(TEXT EXCERPT)
HiMall
- Location: No. 3, Section 2, Xianmin Boulevard, Banqiao District, New Taipei, Taiwan
- Coordinates: 25°0′45″N 121°27′43″E﻿ / ﻿25.01250°N 121.46194°E
- Opening date: January 10, 2013; 13 years ago
- Closing date: August 31, 2025; 6 months ago
- Developer: Lihpao Construction Group
- Floor area: 58,979.47 m^{2} (634,849.7 sq ft)
- Floors: 6 floors above ground 2 floors below ground
- Public transit: Banqiao station
- Website: www.lihpaomall.com.tw

= HiMall =

Taiwanese shopping mall based in New Taipei

HiMall (麗寶百貨廣場 (Lìbǎo Bǎihùo Guǎngchǎng)) is a Taiwanese shopping center in Banqiao District, New Taipei, Taiwan that opened on 10 January 2013. The mall is developed and operated by Lihpao Construction Group. The main core stores of the mall include Family Mart, Doctor Air, Tom's World, and Showtime Cinemas. The mall is located in close proximity to Banqiao station of the Bannan line of Taipei Metro. In August 2025, due to poor long-term operating performance, the mall only had a FamilyMart convenience store on the first floor, Showtime Cinemas on the second to fourth floors, and Tom's World on the fifth floor. Therefore, it announced that it would close down on 31st and would be converted into office space in the future.

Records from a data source
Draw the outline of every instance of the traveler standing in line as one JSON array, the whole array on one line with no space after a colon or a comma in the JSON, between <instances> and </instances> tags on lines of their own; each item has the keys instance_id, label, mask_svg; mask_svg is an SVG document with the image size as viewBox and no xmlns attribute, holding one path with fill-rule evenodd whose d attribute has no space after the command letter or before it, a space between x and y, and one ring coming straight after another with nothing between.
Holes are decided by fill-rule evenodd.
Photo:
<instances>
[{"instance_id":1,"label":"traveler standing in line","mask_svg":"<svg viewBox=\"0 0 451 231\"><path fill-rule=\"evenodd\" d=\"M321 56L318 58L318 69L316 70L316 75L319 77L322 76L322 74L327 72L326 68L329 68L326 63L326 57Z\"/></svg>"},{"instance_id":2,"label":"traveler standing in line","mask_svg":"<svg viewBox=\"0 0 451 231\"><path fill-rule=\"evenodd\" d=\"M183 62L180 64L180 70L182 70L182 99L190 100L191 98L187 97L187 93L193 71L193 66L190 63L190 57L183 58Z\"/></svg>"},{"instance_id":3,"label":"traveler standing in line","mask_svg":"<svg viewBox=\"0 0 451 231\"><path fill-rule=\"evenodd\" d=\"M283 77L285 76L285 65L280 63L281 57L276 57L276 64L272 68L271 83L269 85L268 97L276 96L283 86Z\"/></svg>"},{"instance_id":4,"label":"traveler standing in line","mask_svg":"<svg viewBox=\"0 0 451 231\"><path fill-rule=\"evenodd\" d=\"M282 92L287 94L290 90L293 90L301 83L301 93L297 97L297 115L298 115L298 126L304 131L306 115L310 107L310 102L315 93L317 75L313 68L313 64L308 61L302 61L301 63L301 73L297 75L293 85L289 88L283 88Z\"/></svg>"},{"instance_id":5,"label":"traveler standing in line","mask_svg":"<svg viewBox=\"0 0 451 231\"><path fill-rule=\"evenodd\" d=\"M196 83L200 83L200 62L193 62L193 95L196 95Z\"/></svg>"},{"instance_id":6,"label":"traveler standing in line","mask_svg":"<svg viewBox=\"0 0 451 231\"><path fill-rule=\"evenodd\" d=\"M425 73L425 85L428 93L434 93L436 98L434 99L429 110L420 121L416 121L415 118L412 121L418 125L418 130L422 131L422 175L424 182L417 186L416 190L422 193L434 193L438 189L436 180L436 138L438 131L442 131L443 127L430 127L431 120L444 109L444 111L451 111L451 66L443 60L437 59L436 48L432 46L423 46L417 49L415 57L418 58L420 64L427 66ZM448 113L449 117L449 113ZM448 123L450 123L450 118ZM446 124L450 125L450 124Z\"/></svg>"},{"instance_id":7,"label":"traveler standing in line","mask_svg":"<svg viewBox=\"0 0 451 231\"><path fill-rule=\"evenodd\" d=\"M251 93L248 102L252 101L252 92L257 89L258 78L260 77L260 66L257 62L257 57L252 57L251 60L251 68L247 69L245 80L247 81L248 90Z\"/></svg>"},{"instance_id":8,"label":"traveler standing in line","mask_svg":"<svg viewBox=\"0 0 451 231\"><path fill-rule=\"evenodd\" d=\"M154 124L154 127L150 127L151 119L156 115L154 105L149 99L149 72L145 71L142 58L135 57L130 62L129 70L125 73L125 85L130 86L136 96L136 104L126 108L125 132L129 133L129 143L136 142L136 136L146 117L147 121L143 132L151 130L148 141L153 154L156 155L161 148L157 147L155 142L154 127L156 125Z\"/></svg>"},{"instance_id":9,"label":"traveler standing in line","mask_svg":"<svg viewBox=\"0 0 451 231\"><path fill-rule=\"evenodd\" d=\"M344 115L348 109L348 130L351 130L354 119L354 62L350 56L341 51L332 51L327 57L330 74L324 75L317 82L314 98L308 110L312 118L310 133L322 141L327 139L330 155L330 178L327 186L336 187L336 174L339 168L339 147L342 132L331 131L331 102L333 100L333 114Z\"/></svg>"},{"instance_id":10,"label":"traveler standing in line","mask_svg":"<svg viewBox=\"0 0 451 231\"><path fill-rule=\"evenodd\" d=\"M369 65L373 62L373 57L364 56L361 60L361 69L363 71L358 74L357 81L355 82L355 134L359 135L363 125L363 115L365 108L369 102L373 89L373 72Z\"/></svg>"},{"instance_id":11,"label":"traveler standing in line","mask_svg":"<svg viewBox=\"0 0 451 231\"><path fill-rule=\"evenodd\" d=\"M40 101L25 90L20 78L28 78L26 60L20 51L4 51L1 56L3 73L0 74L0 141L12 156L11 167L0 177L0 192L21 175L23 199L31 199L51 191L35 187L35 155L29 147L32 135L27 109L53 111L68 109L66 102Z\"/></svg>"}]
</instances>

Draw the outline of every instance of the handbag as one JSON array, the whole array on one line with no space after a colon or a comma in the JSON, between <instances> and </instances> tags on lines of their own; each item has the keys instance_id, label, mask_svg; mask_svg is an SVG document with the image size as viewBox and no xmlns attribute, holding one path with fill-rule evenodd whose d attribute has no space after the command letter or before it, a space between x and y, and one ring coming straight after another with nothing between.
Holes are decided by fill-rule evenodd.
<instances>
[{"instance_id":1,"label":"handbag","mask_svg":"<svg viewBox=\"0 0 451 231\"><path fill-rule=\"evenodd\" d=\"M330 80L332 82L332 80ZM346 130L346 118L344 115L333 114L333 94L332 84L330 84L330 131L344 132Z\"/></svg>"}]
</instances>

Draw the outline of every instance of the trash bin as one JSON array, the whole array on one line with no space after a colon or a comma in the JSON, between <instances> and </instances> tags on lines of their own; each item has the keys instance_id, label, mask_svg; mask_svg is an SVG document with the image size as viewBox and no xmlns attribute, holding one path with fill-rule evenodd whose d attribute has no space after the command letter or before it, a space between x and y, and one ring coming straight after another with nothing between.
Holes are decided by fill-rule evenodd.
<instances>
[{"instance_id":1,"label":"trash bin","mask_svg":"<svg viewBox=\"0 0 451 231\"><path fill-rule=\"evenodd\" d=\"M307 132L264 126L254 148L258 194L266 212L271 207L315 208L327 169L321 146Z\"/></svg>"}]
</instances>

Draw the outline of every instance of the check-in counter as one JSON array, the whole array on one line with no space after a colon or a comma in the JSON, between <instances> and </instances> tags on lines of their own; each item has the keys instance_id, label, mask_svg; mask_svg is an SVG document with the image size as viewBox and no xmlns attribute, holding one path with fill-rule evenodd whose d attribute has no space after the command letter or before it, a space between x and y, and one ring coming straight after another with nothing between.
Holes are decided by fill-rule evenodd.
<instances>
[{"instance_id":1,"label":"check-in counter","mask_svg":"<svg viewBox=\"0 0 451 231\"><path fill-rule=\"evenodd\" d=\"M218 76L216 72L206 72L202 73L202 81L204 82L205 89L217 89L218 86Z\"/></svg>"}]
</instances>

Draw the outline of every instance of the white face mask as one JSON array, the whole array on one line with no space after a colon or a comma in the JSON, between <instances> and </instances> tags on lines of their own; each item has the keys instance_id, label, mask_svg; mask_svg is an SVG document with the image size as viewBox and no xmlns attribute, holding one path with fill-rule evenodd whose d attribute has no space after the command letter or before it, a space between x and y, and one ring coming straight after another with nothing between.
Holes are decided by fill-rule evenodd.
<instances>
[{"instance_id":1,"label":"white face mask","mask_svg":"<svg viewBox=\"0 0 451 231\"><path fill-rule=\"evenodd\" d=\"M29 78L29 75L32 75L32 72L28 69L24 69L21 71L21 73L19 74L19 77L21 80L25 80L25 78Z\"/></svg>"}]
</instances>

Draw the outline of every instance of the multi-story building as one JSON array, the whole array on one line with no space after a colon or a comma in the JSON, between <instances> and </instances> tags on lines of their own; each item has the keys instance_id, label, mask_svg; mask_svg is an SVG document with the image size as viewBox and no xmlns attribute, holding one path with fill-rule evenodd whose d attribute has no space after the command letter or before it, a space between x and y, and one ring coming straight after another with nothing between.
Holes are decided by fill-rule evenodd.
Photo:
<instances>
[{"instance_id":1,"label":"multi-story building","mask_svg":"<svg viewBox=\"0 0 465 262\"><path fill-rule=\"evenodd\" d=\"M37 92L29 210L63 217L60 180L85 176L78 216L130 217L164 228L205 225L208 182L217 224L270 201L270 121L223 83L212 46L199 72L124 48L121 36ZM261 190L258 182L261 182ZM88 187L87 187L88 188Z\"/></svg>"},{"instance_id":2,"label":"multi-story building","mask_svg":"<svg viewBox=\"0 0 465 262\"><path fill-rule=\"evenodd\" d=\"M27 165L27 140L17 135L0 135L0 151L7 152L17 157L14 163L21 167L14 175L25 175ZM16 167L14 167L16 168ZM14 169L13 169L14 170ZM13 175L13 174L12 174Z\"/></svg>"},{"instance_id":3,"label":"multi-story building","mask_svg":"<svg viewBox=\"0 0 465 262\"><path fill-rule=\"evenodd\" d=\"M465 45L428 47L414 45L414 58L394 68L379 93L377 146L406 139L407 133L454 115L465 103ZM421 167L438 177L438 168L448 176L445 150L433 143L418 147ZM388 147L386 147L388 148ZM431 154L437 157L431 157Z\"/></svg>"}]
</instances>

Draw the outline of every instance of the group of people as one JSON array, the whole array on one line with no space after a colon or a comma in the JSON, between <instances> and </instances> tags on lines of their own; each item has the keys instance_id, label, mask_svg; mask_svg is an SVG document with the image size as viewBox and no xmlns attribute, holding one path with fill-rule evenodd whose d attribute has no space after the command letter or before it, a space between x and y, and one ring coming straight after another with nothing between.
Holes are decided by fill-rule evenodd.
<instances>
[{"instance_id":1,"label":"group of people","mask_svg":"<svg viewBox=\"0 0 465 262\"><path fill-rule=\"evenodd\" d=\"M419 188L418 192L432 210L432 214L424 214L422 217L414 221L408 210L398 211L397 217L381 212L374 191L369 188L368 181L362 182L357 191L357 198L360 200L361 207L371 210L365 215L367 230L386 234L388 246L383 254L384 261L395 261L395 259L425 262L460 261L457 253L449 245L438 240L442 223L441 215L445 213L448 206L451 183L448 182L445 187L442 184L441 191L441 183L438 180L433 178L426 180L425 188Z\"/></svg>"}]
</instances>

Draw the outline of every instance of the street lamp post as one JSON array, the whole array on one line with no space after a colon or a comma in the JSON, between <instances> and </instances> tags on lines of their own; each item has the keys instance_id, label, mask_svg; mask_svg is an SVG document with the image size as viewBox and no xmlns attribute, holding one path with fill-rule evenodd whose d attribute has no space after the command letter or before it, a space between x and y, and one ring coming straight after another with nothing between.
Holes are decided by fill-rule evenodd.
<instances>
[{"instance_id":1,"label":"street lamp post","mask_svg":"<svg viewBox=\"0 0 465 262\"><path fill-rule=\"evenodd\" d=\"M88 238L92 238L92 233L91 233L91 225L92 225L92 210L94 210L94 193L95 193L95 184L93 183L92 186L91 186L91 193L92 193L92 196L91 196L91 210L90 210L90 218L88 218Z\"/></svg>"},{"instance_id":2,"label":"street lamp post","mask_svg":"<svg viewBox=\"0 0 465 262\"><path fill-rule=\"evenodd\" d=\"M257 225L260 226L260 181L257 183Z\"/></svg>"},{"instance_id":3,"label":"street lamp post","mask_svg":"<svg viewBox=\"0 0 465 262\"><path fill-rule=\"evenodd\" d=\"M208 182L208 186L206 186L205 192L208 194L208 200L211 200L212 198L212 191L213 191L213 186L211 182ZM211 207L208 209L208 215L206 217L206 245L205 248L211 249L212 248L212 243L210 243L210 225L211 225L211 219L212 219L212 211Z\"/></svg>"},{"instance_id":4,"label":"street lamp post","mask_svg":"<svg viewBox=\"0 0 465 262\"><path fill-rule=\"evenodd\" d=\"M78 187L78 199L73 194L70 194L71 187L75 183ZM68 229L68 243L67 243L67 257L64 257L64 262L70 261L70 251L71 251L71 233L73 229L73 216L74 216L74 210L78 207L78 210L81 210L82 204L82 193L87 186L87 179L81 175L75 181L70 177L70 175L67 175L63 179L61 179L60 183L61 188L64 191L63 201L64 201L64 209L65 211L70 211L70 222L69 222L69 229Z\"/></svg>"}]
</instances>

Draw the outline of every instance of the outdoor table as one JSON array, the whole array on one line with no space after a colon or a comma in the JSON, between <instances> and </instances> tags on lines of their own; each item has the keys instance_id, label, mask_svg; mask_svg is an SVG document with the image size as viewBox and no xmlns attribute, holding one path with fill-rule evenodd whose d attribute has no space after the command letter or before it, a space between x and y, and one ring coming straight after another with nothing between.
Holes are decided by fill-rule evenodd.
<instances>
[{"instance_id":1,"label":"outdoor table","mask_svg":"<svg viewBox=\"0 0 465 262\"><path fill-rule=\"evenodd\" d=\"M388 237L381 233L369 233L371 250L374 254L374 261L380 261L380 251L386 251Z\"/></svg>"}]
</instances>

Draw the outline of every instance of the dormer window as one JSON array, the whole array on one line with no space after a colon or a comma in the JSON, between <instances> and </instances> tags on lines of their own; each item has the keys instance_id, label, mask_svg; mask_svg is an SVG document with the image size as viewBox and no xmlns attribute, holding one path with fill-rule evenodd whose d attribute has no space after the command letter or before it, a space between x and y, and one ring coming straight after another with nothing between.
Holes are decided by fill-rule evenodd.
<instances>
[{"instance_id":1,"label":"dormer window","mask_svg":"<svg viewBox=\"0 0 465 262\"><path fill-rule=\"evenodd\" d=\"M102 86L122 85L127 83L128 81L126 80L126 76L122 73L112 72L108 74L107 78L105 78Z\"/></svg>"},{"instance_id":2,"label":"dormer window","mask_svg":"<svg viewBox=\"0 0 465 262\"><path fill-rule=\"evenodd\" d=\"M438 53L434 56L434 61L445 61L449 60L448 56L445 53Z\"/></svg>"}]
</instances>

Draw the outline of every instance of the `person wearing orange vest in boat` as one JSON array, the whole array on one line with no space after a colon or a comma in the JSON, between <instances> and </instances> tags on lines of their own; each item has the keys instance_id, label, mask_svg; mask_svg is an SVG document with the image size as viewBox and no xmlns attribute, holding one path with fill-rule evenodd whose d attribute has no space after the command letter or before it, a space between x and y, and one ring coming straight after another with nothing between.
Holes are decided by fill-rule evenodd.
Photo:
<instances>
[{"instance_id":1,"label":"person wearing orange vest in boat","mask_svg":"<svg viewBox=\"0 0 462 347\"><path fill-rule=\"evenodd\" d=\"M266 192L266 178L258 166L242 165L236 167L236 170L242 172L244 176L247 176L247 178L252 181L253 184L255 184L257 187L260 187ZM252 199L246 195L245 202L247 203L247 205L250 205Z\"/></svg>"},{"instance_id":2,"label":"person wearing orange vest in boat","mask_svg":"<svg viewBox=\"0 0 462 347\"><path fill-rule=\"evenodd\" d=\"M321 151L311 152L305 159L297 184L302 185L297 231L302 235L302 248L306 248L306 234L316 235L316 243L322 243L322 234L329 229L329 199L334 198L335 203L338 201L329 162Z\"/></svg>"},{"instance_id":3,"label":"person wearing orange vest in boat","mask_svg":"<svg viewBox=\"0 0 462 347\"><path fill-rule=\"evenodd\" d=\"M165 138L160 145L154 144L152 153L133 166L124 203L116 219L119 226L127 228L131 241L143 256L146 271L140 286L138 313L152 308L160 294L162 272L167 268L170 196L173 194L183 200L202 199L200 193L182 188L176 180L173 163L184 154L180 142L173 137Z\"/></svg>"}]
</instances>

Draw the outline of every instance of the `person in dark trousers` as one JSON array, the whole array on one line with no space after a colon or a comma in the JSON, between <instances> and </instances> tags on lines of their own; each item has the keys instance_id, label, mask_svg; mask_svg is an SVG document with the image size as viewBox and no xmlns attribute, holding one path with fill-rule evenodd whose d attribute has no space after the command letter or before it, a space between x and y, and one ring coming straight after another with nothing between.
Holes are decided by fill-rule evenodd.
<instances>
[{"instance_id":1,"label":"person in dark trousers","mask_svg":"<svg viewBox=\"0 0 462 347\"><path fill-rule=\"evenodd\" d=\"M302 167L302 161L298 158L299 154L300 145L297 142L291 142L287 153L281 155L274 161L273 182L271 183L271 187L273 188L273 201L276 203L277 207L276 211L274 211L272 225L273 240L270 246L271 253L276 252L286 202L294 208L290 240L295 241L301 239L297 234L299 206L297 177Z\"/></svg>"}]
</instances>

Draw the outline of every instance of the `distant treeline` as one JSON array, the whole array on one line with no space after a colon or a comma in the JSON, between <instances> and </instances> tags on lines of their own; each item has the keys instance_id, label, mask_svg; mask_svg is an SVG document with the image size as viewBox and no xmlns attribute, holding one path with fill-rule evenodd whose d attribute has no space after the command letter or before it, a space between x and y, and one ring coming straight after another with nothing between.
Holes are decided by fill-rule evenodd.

(TO DO)
Continue the HiMall article above, starting right after its last sentence.

(ANSWER TO THE EXERCISE)
==Notable incidents==
On 8 December 2021, a 5-year-old boy was accidentally injured while riding a merry-go-round in the mall. The boy suffered three severed fingers on his right hand but remained conscious and was taken to Far Eastern Memorial Hospital in the district. Following the incident, New Taipei City's Joint Public Safety Inspection Team promptly conducted an inspection and ordered the facility to cease operations.